Required work => Search the material below for "blackberry" and copy every line where it occurs.
━━━━━━━━━━
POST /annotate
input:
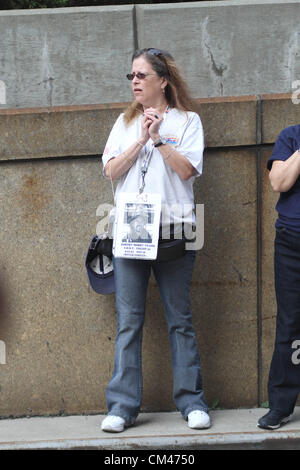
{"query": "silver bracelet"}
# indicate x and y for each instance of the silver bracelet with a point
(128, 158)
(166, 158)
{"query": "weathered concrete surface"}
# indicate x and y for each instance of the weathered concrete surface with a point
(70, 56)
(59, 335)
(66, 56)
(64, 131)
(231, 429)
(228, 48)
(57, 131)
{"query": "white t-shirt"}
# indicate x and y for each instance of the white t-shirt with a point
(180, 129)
━━━━━━━━━━
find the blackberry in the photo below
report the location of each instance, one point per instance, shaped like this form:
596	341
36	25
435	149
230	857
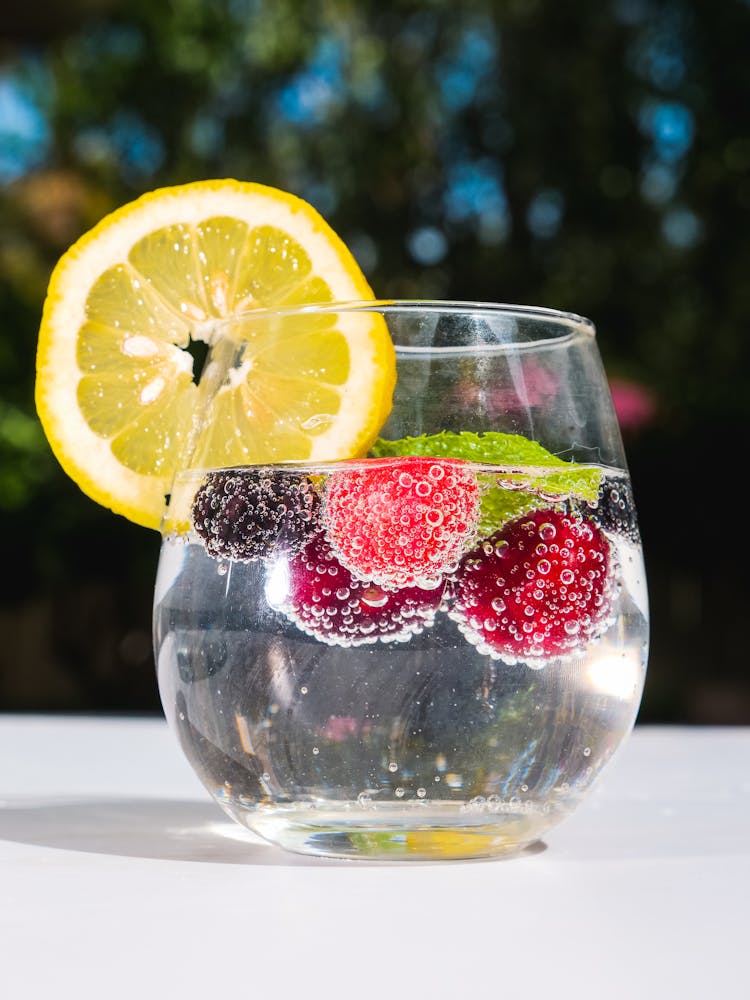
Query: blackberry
━━━━━━━━━━
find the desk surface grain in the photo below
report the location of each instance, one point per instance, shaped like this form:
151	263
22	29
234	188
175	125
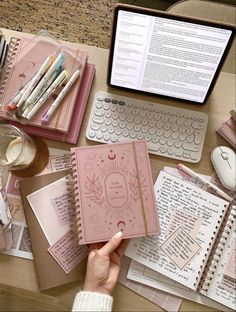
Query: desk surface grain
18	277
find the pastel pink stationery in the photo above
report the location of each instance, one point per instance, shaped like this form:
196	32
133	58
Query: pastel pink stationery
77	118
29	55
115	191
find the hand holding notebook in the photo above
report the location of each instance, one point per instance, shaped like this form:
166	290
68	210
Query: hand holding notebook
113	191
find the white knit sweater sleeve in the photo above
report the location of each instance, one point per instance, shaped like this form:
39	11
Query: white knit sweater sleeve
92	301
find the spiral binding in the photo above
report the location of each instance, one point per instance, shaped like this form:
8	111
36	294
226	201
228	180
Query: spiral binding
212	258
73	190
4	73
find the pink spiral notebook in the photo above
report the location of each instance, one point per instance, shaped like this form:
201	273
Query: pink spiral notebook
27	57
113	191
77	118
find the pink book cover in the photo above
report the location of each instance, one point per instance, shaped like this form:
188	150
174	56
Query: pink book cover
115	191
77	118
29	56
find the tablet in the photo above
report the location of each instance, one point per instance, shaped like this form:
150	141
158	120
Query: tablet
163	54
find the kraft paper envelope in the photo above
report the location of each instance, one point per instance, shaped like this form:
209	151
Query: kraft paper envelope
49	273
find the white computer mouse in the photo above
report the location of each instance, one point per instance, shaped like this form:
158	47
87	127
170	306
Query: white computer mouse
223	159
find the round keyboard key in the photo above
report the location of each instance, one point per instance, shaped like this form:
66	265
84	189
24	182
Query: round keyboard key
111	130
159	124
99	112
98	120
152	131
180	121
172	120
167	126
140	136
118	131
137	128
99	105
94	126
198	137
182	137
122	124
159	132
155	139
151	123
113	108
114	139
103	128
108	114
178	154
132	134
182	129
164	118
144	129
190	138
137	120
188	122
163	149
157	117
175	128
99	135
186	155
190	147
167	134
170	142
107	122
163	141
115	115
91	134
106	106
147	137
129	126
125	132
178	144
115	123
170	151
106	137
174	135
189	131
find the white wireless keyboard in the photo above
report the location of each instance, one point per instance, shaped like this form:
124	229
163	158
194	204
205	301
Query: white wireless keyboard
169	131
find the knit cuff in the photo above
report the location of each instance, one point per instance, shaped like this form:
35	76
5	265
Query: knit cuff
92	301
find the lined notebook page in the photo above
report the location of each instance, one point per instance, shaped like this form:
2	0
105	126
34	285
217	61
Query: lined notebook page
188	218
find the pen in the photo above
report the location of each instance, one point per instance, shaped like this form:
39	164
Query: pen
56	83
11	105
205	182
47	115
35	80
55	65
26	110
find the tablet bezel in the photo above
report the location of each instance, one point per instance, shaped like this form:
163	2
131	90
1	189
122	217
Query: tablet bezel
━━━━━━━━━━
Response to this task =>
find the blackberry in the photo below
Query: blackberry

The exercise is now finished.